== Data entries
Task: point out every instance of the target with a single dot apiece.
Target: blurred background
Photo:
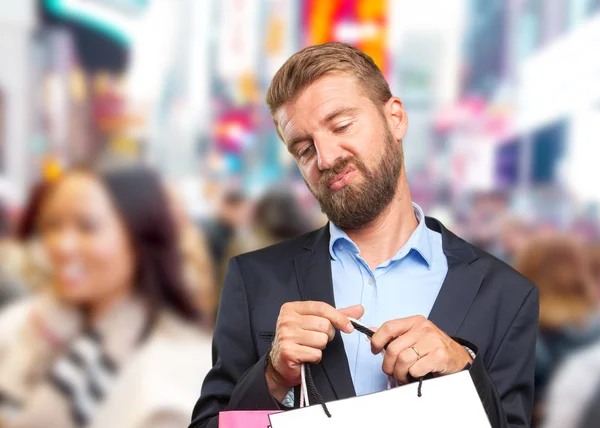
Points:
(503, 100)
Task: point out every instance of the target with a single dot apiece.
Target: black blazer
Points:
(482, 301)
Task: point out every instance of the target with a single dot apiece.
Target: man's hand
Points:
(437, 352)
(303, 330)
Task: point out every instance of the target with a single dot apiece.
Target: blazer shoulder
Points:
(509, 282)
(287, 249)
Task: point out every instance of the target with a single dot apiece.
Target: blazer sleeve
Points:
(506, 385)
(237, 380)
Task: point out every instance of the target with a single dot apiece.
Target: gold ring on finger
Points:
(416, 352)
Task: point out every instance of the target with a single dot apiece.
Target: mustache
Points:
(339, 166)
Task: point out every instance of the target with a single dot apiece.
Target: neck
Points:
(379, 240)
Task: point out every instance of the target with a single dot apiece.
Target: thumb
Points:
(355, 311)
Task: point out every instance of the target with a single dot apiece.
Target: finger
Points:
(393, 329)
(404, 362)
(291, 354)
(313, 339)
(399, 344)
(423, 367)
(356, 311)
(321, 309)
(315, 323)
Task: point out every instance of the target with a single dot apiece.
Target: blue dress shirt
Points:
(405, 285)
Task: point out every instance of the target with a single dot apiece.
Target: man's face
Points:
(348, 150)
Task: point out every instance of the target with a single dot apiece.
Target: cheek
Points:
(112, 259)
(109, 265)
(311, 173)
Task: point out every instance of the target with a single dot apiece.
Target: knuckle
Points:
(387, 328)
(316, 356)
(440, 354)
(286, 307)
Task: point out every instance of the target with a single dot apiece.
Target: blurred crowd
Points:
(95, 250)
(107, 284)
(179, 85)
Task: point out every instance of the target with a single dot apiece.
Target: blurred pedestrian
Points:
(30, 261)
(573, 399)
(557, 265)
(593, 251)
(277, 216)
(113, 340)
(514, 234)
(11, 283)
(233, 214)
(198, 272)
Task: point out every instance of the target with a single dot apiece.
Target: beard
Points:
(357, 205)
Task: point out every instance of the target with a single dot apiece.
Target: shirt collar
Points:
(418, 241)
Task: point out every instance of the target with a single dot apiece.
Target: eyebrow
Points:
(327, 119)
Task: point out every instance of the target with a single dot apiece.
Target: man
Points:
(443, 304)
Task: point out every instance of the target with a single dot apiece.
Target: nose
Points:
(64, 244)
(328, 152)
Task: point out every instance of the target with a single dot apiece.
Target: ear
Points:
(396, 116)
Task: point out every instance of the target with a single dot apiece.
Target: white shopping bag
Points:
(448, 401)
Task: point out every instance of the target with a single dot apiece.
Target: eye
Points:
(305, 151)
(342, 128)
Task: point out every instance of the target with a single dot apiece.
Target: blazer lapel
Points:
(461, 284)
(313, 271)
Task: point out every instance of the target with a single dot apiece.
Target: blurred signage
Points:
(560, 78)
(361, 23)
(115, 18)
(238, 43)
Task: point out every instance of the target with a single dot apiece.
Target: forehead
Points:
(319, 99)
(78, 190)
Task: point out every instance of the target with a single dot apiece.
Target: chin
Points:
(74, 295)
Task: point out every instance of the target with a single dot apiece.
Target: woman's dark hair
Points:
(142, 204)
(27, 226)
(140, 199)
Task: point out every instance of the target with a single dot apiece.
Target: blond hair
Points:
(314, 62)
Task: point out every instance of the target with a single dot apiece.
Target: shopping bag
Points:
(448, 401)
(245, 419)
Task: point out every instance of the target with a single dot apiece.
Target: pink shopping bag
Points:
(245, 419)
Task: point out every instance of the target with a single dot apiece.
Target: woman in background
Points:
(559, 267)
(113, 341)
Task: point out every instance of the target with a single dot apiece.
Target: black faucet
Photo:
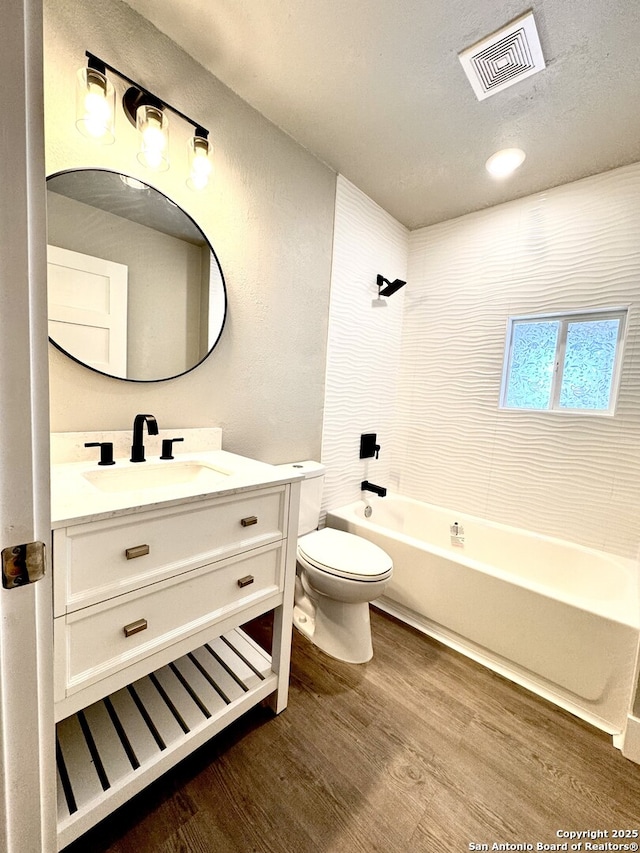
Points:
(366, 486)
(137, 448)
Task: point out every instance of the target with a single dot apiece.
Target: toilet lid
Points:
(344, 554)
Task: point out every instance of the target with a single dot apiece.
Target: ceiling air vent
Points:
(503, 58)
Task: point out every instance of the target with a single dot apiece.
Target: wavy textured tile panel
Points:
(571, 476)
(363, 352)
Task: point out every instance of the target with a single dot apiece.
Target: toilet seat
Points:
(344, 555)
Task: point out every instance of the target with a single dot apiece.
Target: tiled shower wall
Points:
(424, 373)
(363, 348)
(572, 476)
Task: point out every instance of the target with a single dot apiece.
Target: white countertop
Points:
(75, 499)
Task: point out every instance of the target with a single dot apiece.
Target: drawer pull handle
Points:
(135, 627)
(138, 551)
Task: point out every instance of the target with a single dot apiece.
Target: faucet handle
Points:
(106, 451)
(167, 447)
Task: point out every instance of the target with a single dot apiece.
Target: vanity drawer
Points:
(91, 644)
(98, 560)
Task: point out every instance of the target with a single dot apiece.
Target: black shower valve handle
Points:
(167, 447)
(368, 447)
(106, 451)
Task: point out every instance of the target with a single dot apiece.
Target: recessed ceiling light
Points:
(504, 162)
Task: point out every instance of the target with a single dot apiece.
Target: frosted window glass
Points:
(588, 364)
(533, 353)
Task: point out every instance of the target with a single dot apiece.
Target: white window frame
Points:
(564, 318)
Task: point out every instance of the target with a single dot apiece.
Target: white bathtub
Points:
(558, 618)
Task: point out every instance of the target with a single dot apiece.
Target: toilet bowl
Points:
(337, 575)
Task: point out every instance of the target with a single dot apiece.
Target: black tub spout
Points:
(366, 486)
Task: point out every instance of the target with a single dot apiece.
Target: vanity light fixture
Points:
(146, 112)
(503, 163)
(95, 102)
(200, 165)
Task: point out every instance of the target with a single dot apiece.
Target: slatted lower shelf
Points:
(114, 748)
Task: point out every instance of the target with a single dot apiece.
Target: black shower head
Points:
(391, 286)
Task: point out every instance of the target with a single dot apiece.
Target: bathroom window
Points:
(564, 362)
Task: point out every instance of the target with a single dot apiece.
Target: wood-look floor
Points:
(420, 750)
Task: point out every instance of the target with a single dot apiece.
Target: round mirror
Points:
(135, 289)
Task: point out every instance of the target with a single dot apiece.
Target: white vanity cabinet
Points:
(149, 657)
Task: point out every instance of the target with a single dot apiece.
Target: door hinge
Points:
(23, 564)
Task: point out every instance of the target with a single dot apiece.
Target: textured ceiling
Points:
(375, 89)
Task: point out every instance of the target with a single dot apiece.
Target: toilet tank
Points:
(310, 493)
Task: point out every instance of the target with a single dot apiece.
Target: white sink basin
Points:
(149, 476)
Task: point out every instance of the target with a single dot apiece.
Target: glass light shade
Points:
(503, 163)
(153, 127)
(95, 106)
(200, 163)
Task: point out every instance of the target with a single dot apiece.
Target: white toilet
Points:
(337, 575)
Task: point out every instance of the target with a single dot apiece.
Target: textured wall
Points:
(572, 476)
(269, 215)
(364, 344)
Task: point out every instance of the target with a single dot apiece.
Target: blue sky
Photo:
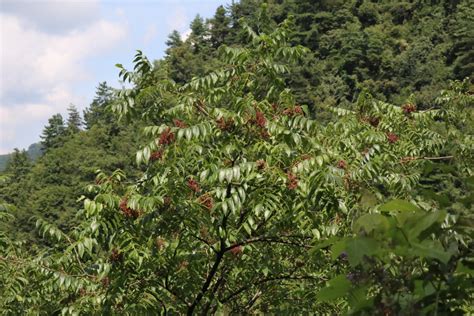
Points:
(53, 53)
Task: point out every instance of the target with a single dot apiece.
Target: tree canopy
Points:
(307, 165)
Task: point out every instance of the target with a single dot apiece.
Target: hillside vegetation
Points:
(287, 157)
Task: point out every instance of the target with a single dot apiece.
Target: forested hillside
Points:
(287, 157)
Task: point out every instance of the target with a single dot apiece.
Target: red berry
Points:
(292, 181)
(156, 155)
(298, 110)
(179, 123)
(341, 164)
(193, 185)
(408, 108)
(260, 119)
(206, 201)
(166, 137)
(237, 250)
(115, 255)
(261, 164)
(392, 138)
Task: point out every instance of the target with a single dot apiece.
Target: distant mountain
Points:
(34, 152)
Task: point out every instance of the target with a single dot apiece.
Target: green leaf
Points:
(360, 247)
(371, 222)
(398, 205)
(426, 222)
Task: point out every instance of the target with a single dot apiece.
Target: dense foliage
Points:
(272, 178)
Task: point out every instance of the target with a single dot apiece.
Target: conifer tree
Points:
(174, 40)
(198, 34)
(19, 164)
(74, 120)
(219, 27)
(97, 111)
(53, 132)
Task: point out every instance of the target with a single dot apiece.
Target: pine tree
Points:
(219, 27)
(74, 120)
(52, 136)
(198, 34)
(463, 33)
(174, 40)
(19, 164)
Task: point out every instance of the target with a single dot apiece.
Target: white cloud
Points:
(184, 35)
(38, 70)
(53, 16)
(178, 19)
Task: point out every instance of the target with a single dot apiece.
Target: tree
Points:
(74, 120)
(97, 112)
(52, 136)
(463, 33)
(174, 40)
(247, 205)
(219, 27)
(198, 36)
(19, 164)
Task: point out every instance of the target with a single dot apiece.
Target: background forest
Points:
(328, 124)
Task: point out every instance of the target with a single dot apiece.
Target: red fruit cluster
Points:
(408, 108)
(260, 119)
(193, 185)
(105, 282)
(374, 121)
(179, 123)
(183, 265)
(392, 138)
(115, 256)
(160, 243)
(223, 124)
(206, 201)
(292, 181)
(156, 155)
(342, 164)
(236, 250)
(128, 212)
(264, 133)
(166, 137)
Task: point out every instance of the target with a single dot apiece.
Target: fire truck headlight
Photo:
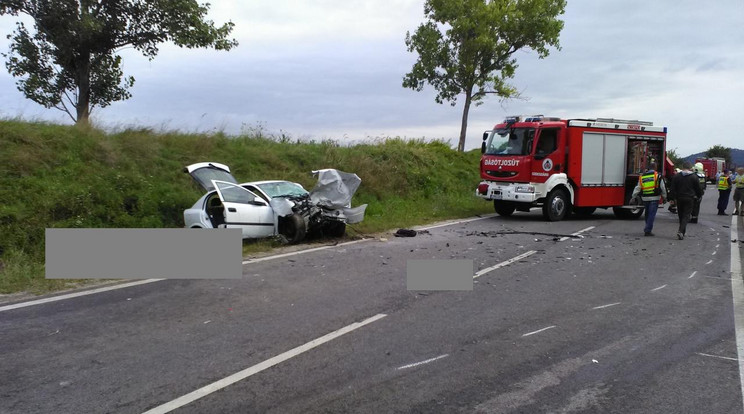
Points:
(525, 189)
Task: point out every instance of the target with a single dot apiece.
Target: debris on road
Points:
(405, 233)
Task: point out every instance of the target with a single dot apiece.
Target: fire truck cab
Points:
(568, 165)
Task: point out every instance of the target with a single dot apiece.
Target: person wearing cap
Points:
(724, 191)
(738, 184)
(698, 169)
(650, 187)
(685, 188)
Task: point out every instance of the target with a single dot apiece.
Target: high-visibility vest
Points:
====
> _Set problem_: Please count the rows above that contain the string "background", and reply with the number alone.

> _Result of the exercise_: 3